### AUSGANGSTEXT
————————

# Neue Funktion: Danke sagen



## Markus (11 März 2007)

hallo,

habe mal vorerst testweise eine funktion eingebaut bei der sich user für beiträge gegenseitig bedanken können.

somit können zum einen die antworten und die user selber bewertet werden.

beitrag für den sich viel bedankt haben kann als korekt und hilfreich betrachtet werden.

users mit vielen danksagungen können als kompetent und hilfreich berwertet werden, d.h. man kann sich auch auf ihre anderen beiträge verlassen.

usern die hinterher immer brav danke sagen wird gerne geholfen...

schaun wir mal wie es sich entwickelt, mann kann zb einschränkungen machen das zb gäste nicht bewerten können (das dürfen sie derzeit), oder nur in bestimmten foren bewertet werden kann.

aber ich seh schon wieder worauf das rausläuft, ralle wird wieder der liebling von allen und ihr amcht ihn wie immer zum user des jahres und ich steh dumm da *eingeschnaptguck*


----------



## zotos (11 März 2007)

[Super Schleim Modus]
Mar*k*us hat von mir sein ersten Dank erhalten ;o)
[/Super Schleim Modus]

Klar wird Ralle User 2007


----------



## Sockenralf (11 März 2007)

*Hehe*

nettes Spielzeug  

MfG


----------



## Markus (11 März 2007)

————————

### ERFASSTE ANGABEN
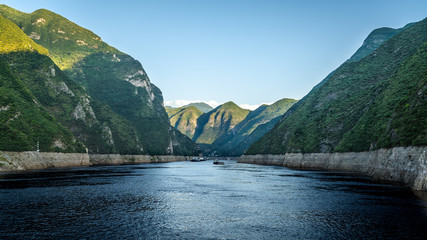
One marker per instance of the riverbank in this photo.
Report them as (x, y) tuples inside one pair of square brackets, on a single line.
[(32, 160), (406, 165)]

————————

### AUFGABE
Setze den Forenthread über die neue Danke-Funktion dort fort, wo er endet.

### ANTWORT ZUR AUFGABE
sehe es als frühzeitiges geburtstagsgeschenk...


----------



## Sockenralf (11 März 2007)

*????????????????*

Ich bin angenehm überrascht :-D :-D 

*Ausgebessert*

MfG


----------



## zotos (11 März 2007)

Sockenralf schrieb:


> *????????????????*
> 
> Ich bin angenehm überrascht  :-D :-D
> 
> ...



@Sockenralf: Das was Du hier treibst ist Mobbing. Ich würde Dich ohne mit der Wimper zu zucken bei den Mods anscheissen... aber die Gefahr das ich eine VERWARNUNG dafür bekomme ist größer als das Du eine verwarnung bekommst ;o)


----------



## Sockenralf (11 März 2007)

Hallo,

das war keineswegs als Mobbing gedacht, sondern als Joke zum Ausklang des Wochenendes.

Aber ich habs ausgebessert und gelobe Besserung.


----------



## zotos (11 März 2007)

Sockenralf schrieb:


> Hallo,
> 
> das war keineswegs als Mobbing gedacht, sondern als Joke zum Ausklang des Wochenendes.
> 
> Aber ich habs ausgebessert und gelobe Besserung.



Ich habe auch nur einen Joke Gemacht ;o)


----------



## Stromer (11 März 2007)

Ich bin zwar ein Neuling in diesem Forum, aber ich finde diese Idee UNSINN

Eine Antwort gibt der der meint Ahnung von einem Thema zu haben. Wenn es stimmt wird wohl kaum eine gegenteilige Antwort kommen.
Ist es Unsinn, wird diese Antwort sicherlich von vielen zerpflückt.

Der Fragesteller sollte schon in der Lage sein, sich die Wahrheit auszulesen.
Sollte das nicht der Fall sein, dann ist auch der Fragesteller zu unkompetent und würde sich besser an ein Ingenieurbüro wenden.

Dass man dankbar ist für eine Antwort, ich denke das sollte selbstverständlich sein. Wenn ich in Foren lese, dass nach einer Antwort zig "ich danke für die Antwort" oder so ähnlich lese, hängt sich das auf.
Nicht jeder hat einen schnellen Internetzugang.
Aber wenn ich Infos suche, muss ich wohl den ganzen Dankgelaber lesen.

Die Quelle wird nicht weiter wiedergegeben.